Supplied records:
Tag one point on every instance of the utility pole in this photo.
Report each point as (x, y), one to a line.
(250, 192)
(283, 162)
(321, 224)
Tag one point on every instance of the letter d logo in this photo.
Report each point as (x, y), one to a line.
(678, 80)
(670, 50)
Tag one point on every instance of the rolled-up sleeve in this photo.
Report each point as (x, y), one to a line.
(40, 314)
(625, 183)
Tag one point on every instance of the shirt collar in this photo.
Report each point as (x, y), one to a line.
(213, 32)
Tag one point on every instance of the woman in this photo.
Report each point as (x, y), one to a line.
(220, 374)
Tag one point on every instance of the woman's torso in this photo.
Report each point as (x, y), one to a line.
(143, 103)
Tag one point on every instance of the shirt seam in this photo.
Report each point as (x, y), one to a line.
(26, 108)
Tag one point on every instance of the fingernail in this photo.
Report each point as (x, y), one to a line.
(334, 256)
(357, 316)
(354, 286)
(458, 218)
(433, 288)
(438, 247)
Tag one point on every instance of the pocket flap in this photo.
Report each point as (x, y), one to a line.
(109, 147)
---
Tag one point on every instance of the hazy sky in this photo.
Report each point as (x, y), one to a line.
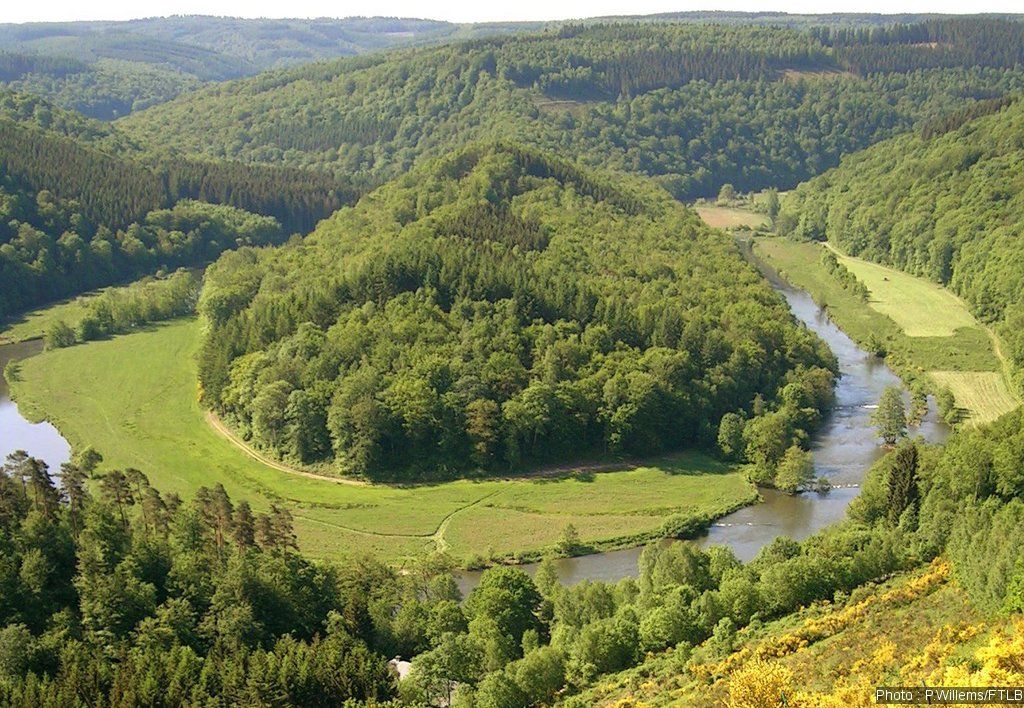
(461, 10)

Exercise instructions: How many lines of the records above contain the string "woman"? Give only the number.

Result: 2